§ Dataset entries
★ ★ ★

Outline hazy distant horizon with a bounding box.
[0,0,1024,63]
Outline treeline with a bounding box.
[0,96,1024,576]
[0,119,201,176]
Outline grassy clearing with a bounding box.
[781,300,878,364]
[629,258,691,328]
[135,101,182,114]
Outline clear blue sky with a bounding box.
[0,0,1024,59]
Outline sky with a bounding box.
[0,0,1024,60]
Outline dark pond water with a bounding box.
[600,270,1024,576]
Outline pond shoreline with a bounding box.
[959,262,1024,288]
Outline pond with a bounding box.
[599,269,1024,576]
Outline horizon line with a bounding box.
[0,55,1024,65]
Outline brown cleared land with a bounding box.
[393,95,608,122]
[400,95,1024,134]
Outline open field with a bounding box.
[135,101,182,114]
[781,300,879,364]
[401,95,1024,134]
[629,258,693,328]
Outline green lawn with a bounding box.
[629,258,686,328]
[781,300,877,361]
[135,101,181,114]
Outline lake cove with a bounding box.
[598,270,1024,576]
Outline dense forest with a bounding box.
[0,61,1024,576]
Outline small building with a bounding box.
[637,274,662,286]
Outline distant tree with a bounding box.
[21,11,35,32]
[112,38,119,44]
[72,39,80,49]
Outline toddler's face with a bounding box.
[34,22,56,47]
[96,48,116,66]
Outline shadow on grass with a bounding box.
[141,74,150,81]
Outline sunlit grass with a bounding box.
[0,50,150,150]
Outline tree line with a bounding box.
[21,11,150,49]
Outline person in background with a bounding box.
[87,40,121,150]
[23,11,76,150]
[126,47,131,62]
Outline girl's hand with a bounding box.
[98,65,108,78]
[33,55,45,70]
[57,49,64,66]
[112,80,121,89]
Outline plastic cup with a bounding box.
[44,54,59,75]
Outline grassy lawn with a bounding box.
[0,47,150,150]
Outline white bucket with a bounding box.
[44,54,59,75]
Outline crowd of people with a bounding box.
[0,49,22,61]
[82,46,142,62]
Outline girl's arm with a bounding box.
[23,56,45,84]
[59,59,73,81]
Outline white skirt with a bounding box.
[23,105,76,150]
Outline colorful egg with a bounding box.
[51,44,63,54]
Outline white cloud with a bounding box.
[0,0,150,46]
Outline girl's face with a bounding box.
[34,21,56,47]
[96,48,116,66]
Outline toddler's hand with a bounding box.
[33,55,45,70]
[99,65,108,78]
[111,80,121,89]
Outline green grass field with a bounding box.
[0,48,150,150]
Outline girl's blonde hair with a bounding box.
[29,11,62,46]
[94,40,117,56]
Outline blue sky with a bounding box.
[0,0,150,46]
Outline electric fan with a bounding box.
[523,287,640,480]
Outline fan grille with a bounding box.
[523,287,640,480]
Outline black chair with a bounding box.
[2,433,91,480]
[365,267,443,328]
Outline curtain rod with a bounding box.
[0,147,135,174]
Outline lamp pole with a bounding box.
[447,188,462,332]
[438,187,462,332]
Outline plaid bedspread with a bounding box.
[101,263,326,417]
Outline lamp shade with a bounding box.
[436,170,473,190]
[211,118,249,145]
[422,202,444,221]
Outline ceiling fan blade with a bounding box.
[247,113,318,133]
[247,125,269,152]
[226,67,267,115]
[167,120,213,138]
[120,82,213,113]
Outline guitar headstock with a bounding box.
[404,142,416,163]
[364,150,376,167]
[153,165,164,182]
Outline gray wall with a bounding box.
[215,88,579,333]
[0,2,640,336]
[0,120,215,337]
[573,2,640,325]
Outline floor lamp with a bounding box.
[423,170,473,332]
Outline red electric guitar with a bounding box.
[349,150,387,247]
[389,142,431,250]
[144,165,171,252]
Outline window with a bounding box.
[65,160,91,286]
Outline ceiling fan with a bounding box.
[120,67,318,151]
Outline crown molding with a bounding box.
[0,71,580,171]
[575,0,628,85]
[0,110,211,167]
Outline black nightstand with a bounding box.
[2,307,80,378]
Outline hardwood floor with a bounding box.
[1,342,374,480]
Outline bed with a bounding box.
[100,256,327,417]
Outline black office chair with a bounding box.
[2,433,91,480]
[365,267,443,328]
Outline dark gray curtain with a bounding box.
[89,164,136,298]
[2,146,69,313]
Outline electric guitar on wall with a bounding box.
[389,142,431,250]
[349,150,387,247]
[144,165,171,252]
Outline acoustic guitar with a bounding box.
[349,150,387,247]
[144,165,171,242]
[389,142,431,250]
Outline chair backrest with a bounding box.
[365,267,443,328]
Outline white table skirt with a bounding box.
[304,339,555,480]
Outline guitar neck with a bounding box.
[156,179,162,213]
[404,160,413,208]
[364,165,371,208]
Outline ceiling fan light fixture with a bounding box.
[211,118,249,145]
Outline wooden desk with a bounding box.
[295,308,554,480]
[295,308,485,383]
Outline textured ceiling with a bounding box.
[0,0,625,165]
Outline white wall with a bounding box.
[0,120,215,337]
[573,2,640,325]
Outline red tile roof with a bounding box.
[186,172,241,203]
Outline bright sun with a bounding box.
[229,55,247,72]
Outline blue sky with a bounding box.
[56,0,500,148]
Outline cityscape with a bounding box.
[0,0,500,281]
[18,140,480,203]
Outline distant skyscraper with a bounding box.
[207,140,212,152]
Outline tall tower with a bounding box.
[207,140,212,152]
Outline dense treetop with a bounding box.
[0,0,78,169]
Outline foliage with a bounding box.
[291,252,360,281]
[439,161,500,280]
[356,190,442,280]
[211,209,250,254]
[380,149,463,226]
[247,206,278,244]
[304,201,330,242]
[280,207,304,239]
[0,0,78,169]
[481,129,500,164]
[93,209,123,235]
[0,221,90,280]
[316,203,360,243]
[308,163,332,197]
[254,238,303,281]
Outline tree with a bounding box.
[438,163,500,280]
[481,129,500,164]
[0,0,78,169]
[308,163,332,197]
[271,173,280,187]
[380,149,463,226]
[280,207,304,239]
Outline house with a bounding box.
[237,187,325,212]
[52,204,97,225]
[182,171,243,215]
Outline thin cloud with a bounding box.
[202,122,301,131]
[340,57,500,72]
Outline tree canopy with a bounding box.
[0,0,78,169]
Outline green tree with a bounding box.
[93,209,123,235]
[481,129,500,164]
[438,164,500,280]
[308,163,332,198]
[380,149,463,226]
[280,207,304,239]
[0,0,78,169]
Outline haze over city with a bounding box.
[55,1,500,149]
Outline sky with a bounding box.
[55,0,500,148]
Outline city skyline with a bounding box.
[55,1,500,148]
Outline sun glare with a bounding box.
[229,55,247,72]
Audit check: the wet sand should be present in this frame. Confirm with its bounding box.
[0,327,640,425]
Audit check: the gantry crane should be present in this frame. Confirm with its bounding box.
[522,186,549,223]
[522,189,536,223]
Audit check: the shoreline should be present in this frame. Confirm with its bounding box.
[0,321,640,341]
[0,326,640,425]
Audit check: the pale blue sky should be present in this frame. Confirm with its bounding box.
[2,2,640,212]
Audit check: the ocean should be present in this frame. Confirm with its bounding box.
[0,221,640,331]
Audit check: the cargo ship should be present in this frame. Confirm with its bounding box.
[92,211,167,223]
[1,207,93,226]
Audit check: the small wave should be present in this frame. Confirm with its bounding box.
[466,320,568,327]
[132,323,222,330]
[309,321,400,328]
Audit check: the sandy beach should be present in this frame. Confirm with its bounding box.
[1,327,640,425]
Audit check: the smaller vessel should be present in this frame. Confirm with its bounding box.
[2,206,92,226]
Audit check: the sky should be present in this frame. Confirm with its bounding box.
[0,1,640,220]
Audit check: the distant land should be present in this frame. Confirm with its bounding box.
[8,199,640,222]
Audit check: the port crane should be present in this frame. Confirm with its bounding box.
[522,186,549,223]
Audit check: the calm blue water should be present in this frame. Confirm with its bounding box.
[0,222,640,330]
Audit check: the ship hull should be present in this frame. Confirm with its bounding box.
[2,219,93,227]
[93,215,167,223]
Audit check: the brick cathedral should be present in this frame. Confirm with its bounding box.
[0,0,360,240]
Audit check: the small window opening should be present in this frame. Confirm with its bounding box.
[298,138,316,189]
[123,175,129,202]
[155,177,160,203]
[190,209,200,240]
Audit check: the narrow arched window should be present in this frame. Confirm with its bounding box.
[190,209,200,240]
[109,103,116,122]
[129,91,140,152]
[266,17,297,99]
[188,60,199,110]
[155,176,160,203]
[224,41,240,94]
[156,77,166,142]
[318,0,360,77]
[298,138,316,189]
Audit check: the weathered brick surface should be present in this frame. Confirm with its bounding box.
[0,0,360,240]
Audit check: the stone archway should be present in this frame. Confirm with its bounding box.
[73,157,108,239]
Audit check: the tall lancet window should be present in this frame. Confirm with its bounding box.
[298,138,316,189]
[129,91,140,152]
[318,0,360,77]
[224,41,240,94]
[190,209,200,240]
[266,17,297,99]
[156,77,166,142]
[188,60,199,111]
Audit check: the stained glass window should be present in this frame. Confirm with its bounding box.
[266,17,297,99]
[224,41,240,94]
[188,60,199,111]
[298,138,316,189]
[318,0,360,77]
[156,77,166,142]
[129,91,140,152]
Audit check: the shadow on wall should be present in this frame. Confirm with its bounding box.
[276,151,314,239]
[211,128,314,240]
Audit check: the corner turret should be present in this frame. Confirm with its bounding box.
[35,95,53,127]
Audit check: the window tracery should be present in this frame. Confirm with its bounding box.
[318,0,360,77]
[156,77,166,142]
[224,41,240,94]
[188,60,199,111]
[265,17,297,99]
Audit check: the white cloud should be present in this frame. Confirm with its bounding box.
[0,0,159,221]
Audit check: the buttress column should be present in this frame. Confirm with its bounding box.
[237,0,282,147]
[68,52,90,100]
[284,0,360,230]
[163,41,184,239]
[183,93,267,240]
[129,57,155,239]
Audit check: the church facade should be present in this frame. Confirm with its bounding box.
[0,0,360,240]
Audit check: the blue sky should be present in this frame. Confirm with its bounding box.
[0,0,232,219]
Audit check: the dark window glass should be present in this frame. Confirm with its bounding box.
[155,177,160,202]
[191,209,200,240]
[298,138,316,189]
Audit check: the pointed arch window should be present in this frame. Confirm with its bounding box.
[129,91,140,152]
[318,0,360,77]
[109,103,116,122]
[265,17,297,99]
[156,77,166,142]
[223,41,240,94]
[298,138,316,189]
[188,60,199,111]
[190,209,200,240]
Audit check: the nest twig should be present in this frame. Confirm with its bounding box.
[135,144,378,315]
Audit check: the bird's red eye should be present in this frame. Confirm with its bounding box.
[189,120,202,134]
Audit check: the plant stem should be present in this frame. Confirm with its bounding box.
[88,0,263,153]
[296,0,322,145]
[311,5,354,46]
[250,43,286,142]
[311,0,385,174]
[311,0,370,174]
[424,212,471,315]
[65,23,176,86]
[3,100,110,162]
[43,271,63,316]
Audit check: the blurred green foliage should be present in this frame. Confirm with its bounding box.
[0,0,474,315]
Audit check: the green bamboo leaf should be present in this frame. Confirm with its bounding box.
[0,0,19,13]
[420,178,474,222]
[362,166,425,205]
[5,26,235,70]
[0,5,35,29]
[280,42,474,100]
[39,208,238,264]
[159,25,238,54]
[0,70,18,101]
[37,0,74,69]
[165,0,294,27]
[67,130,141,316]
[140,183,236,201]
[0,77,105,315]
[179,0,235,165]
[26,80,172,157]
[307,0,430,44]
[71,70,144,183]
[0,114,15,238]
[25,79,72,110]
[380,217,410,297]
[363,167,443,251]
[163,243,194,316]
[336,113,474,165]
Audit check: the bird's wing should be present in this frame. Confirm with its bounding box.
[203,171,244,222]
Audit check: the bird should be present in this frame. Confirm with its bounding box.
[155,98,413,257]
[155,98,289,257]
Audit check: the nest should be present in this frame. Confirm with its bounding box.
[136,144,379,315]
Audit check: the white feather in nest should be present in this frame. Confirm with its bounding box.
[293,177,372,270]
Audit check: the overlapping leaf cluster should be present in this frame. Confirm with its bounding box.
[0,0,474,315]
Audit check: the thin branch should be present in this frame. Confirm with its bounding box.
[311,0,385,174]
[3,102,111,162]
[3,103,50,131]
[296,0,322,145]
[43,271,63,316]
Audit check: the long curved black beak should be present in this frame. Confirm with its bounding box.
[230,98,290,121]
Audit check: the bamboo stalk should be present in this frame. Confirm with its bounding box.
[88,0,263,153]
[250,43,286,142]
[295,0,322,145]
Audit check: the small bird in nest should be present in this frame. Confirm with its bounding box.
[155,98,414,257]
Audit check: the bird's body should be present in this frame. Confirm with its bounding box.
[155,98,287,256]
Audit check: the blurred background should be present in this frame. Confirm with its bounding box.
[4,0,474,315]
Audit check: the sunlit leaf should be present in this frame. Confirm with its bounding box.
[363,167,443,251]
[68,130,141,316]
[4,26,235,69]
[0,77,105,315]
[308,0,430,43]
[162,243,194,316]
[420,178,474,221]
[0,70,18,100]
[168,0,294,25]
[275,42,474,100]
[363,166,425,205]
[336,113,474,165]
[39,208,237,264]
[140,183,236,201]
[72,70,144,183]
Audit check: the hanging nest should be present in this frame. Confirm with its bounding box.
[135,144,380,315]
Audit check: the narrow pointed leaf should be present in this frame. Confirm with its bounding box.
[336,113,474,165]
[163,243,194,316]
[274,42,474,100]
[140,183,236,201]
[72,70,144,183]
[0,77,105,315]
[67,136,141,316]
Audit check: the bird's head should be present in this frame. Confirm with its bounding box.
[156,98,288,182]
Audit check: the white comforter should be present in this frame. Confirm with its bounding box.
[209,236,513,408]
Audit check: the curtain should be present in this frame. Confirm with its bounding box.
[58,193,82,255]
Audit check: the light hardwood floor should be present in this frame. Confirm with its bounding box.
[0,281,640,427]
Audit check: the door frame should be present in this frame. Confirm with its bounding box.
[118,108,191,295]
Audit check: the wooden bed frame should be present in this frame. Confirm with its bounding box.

★ ★ ★

§ WHAT YOU SHOULD DO
Copy out the lines above word for word, the stretch from the line containing "Audit check: the sky" through the line containing "[0,222,640,330]", with both of those lines included.

§ SOLUTION TO THE EXERCISE
Audit check: the sky should be present in this frame. Confirm with its bounding box.
[0,1,640,220]
Audit check: the distant land should be present in this frame. Confirm with its bounding box.
[8,199,640,222]
Audit check: the port crane should be present in this frame. Confirm with its bounding box.
[522,186,549,223]
Audit check: the calm blue water should be present in this frame. Confirm with its bounding box.
[0,222,640,330]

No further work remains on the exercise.